[Extracted text start]
Self-regulation is the ability to calm yourself down when you are upset and cheer yourself up when you are down. In the classroom, students may need help with self-regulating their emotions and managing their behaviors. The ability for students to learn how to manage their own emotions and behaviors can be vital for them to be able to learn in a school environment. Teaching students how to appropriately express their feelings, how to act towards others, how to handle stress, how to receive criticism, how to calm down when they are angry, or how to think positive thoughts about themselves are just some of the ways self-regulation skills are so important.
Minds in Bloom is thrilled to share this informative guest post from Sara Anderson, who works with her family to run the website Learning for a Purpose. Keep reading to learn more about various sensory strategies that you can use in the classroom to help your students practice and master self-regulation.
Self-Regulation in the Classroom
Managing a classroom can be difficult when you have multiple kids you are responsible for. When you have kids who are acting out and being disruptive, this can limit your ability to teach to all of the kids in the classroom. Teaching self-regulation skills to every kid in the classroom can be helpful for everyone, but especially for children who have more difficulty in this area.
[Extracted text end]
[Given information start]
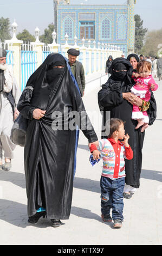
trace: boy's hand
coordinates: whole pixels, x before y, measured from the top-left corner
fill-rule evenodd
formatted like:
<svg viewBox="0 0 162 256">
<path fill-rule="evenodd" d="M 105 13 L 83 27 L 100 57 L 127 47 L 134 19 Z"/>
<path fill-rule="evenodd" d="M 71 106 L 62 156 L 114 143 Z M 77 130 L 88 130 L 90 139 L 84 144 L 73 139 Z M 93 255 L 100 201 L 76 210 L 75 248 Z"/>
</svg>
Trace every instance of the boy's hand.
<svg viewBox="0 0 162 256">
<path fill-rule="evenodd" d="M 95 159 L 100 159 L 100 155 L 101 155 L 101 154 L 99 150 L 94 150 L 93 151 L 93 160 L 95 160 Z"/>
<path fill-rule="evenodd" d="M 126 147 L 129 147 L 129 145 L 128 144 L 128 139 L 129 138 L 129 135 L 128 135 L 128 133 L 127 133 L 126 135 L 125 135 L 124 136 L 124 141 L 122 142 L 122 143 L 124 144 L 124 146 Z"/>
<path fill-rule="evenodd" d="M 152 90 L 154 90 L 154 88 L 155 88 L 155 85 L 153 84 L 153 83 L 151 84 L 151 89 Z"/>
<path fill-rule="evenodd" d="M 88 147 L 89 147 L 89 148 L 90 148 L 90 146 L 92 144 L 93 144 L 96 147 L 99 147 L 99 141 L 94 141 L 94 142 L 92 142 L 91 143 L 89 143 L 88 144 Z"/>
<path fill-rule="evenodd" d="M 138 73 L 135 73 L 134 72 L 133 73 L 133 76 L 134 77 L 135 77 L 136 78 L 138 78 L 138 77 L 139 76 L 139 74 Z"/>
</svg>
[Given information end]
Short exercise 1 ->
Answer these questions from the text on classroom self-regulation.
(a) How does the text define self-regulation?
(b) Who wrote the guest post, and what website does she run with her family?
(c) What can limit a teacher's ability to teach all of the kids in the classroom?
Short exercise 2 -> Retype the self-regulation text starting with "Self-regulation is the" and going on through "are so important.".

Final result 1 ->
(a) The ability to calm yourself down when you are upset and cheer yourself up when you are down.
(b) Sara Anderson; Learning for a Purpose.
(c) Kids who are acting out and being disruptive.

Final result 2 ->
Self-regulation is the ability to calm yourself down when you are upset and cheer yourself up when you are down. In the classroom, students may need help with self-regulating their emotions and managing their behaviors. The ability for students to learn how to manage their own emotions and behaviors can be vital for them to be able to learn in a school environment. Teaching students how to appropriately express their feelings, how to act towards others, how to handle stress, how to receive criticism, how to calm down when they are angry, or how to think positive thoughts about themselves are just some of the ways self-regulation skills are so important.